Begin DATA SECTION

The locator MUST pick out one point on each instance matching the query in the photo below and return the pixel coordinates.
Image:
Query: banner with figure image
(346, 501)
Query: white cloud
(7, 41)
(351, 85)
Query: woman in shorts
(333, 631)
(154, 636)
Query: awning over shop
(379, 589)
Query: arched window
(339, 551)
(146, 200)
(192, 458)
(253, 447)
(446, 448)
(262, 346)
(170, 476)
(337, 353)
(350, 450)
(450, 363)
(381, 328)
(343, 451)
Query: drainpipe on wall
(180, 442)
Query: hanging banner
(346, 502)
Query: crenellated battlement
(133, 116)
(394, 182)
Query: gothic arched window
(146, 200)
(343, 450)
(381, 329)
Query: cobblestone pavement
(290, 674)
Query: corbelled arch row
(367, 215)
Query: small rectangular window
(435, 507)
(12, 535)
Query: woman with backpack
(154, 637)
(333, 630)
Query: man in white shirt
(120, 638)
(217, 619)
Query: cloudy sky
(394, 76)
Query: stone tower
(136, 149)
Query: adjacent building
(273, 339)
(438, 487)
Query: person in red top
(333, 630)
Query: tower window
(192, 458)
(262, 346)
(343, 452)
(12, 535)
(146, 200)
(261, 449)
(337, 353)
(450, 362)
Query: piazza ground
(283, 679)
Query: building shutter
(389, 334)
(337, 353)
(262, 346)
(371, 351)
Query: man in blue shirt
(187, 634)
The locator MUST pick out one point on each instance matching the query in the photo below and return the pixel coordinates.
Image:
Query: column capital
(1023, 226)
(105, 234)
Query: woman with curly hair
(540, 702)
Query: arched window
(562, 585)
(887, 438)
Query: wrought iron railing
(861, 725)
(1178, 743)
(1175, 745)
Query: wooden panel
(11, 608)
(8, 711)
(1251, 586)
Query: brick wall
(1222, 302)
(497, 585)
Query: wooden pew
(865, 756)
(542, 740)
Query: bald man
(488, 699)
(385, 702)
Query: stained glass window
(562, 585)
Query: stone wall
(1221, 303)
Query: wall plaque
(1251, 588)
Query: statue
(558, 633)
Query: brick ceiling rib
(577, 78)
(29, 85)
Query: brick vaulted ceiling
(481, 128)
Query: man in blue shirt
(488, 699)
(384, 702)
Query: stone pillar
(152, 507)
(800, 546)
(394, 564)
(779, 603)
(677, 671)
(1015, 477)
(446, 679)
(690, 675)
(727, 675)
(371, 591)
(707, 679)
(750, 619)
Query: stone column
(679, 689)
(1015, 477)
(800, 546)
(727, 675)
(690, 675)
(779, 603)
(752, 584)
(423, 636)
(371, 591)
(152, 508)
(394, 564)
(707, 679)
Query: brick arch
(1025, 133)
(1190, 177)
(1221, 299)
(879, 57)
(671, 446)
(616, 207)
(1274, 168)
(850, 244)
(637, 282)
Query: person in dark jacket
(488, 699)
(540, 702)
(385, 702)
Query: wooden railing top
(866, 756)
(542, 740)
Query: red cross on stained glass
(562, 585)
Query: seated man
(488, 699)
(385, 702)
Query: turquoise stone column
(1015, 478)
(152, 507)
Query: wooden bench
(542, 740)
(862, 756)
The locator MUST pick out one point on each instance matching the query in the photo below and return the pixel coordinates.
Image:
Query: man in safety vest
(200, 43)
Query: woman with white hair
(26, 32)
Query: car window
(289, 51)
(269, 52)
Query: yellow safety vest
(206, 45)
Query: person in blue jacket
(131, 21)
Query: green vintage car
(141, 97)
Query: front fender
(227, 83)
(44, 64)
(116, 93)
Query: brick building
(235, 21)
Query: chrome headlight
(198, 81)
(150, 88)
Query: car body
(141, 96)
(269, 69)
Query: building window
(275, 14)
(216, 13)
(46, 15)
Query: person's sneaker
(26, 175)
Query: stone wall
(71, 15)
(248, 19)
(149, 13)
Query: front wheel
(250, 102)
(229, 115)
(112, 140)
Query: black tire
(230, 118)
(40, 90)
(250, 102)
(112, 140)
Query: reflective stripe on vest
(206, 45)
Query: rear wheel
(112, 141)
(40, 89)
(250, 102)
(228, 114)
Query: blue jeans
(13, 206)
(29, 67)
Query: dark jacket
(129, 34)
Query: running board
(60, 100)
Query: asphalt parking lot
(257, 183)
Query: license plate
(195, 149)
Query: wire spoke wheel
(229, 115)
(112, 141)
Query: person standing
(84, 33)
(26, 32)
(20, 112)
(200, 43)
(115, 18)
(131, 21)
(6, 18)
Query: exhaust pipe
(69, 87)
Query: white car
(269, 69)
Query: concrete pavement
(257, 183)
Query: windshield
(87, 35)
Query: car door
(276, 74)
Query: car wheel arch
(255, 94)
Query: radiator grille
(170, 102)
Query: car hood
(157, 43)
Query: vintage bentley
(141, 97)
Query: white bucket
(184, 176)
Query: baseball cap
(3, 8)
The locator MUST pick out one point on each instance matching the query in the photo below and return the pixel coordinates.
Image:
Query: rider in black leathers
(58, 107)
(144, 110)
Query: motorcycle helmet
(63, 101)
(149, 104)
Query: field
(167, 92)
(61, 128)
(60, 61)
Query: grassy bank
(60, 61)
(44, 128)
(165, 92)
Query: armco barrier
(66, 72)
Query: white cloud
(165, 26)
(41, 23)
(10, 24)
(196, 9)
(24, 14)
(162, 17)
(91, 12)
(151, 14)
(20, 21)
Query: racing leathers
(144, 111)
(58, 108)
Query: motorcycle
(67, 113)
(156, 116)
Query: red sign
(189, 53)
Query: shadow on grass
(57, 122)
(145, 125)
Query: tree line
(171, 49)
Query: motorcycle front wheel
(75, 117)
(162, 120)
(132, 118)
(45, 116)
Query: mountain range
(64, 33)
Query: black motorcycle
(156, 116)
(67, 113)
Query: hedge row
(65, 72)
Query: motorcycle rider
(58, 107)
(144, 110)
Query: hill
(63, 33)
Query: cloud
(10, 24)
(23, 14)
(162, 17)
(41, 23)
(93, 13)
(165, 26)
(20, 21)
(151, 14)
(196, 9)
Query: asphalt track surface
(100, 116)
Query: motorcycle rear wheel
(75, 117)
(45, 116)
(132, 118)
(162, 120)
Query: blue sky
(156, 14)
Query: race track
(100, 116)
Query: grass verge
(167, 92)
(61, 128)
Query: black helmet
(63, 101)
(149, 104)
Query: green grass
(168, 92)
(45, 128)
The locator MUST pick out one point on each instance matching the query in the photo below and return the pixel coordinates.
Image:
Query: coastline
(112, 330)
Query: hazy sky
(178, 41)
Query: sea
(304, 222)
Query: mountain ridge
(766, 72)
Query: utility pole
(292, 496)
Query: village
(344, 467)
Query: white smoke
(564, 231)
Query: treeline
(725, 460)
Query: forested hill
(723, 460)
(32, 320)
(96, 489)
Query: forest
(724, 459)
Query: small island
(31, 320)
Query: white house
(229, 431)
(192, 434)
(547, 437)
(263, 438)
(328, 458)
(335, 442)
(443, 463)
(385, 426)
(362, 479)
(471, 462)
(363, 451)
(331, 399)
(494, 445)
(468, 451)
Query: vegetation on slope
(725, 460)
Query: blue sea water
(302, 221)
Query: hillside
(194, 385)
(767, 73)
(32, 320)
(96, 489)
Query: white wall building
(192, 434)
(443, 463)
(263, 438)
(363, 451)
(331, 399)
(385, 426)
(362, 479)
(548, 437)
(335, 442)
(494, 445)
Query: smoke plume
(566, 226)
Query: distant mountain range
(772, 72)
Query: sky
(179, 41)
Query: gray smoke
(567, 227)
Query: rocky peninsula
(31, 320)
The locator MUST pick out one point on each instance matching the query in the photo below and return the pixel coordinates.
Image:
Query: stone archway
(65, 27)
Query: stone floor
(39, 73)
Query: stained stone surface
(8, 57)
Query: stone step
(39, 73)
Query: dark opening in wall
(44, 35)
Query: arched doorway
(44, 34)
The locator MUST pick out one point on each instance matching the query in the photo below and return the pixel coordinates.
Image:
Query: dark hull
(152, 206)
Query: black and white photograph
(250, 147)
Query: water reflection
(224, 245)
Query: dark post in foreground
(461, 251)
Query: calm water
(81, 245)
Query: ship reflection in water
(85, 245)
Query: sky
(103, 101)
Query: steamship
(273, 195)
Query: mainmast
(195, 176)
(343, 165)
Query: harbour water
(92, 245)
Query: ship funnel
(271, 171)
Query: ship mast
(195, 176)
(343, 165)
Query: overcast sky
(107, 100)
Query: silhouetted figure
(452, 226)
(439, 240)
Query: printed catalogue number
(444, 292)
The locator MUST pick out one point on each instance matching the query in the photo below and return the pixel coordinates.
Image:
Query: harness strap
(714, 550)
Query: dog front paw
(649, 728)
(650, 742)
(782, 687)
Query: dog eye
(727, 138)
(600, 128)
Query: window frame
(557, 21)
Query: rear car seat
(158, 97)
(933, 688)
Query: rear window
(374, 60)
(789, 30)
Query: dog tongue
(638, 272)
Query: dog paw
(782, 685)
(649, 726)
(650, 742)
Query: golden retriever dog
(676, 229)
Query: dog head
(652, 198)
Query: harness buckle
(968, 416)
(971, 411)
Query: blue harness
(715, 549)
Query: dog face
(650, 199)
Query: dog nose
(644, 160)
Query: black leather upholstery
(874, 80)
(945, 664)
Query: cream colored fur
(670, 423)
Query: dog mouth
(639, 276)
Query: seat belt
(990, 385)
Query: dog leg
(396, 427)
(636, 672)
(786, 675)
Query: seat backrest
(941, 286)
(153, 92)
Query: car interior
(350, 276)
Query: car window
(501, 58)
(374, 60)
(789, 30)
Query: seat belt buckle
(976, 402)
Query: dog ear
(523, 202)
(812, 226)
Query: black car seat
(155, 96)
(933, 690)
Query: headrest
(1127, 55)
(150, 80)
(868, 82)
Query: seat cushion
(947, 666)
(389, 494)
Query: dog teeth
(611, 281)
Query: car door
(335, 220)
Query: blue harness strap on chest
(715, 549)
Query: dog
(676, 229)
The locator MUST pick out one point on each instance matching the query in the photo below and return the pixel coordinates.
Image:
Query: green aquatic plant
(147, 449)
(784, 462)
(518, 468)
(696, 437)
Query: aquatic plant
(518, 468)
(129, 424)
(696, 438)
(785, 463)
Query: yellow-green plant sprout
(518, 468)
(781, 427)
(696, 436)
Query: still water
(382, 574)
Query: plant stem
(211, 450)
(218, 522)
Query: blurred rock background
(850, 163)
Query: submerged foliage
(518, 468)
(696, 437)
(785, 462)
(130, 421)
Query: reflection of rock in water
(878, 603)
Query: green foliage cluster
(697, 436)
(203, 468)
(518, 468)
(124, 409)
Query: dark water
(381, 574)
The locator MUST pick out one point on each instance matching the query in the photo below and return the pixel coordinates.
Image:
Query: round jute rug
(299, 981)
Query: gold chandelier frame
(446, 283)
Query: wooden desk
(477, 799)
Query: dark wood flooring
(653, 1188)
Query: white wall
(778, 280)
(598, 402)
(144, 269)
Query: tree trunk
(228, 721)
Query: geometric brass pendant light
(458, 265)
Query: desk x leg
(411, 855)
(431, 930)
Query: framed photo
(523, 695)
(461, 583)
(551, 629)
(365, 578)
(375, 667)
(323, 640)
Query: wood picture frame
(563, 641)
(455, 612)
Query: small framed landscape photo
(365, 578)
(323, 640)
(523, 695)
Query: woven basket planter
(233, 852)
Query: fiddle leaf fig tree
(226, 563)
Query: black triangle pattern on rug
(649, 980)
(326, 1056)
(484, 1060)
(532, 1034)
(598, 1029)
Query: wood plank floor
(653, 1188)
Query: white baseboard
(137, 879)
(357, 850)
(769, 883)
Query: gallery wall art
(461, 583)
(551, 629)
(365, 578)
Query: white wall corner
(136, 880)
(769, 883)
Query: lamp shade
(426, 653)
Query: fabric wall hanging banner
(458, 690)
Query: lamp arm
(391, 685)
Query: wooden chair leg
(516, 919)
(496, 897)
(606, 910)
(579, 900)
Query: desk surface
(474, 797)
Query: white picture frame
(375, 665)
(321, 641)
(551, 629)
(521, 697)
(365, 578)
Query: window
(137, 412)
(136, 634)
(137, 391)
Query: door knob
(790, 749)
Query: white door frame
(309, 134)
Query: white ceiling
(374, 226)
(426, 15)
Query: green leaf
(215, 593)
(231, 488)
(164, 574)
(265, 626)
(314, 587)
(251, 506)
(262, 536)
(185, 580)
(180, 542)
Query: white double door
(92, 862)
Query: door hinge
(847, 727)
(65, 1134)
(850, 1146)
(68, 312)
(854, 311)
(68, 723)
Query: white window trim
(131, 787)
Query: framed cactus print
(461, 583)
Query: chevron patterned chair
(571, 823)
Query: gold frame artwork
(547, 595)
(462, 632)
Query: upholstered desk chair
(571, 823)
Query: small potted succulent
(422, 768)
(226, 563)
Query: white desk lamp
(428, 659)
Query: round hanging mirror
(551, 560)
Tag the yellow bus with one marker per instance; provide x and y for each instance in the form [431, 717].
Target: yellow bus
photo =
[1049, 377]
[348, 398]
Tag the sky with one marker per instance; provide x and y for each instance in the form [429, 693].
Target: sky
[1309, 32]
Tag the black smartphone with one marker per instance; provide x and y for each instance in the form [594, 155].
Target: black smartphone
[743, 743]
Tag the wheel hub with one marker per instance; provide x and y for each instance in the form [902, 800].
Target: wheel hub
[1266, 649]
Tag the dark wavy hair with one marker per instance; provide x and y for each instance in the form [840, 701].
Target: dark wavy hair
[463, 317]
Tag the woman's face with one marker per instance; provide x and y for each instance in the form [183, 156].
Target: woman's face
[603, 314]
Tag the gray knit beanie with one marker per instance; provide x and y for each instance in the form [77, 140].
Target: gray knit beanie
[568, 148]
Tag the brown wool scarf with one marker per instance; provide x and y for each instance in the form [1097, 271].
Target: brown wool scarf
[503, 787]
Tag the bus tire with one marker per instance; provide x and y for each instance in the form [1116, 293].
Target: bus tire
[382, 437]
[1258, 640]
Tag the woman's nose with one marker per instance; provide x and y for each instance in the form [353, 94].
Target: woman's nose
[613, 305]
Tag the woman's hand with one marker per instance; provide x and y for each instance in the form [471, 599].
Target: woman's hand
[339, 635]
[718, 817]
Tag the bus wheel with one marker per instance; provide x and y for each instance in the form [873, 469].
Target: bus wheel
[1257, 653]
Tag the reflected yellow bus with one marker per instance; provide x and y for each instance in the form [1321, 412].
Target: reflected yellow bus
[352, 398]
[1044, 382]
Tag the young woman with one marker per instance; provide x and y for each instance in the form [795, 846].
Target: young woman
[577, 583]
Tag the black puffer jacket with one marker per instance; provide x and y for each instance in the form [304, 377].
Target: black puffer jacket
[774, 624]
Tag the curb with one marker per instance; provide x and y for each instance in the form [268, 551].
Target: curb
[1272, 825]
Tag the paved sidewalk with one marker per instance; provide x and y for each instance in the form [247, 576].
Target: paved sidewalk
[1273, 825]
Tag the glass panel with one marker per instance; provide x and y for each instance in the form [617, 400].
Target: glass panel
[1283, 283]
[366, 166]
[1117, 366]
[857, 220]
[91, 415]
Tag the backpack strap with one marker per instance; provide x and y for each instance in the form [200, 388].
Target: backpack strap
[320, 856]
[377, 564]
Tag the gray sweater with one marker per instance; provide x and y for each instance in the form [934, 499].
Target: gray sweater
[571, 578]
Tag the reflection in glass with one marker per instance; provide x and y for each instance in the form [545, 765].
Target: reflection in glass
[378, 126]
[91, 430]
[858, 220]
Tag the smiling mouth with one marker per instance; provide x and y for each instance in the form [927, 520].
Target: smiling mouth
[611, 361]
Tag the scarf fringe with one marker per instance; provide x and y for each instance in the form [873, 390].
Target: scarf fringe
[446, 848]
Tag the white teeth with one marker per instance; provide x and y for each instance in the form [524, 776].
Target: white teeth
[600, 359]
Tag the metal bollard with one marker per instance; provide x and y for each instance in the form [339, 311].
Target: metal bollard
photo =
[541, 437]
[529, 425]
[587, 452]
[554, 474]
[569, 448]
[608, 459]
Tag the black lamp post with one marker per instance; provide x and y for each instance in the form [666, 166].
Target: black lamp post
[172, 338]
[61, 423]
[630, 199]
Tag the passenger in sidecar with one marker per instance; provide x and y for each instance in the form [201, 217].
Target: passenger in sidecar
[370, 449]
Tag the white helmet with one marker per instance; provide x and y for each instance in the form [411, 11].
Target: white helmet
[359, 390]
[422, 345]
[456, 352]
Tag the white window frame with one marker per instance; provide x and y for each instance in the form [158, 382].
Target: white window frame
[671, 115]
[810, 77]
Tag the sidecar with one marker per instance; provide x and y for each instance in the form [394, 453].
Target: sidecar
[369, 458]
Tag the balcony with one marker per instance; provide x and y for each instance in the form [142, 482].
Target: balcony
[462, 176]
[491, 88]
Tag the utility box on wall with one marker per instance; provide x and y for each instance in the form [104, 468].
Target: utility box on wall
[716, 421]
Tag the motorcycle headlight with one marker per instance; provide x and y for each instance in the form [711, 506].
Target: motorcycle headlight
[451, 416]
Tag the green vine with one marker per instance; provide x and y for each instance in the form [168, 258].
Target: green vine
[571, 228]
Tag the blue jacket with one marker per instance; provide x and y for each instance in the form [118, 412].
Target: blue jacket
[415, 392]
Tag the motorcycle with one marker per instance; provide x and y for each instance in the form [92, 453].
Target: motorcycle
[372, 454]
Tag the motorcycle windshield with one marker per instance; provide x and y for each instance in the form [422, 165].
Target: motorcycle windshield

End DATA SECTION

_REQUIRED WORK_: Look above for the line containing "Tag the utility"; copy from it through the last line, exactly, and nothing more.

_EXERCISE RESULT_:
Tag the utility box on wall with one marker per instance; provide x and y for each instance in the form [104, 468].
Target: utility box on wall
[716, 421]
Tag the motorcycle headlight with one marker per instance; provide x and y for each instance in the form [711, 506].
Target: motorcycle headlight
[451, 416]
Tag the green vine with one marker per instance; provide x and y for each instance in the form [168, 258].
Target: green vine
[571, 228]
Tag the blue jacket with one marker per instance; provide x and y for each instance in the form [118, 412].
Target: blue jacket
[415, 392]
Tag the motorcycle with one marker per instance; provide x and y for each instance in the form [92, 453].
Target: motorcycle
[372, 454]
Tag the motorcycle windshield with one marker per instance; provide x and y for each instance in the form [422, 165].
Target: motorcycle windshield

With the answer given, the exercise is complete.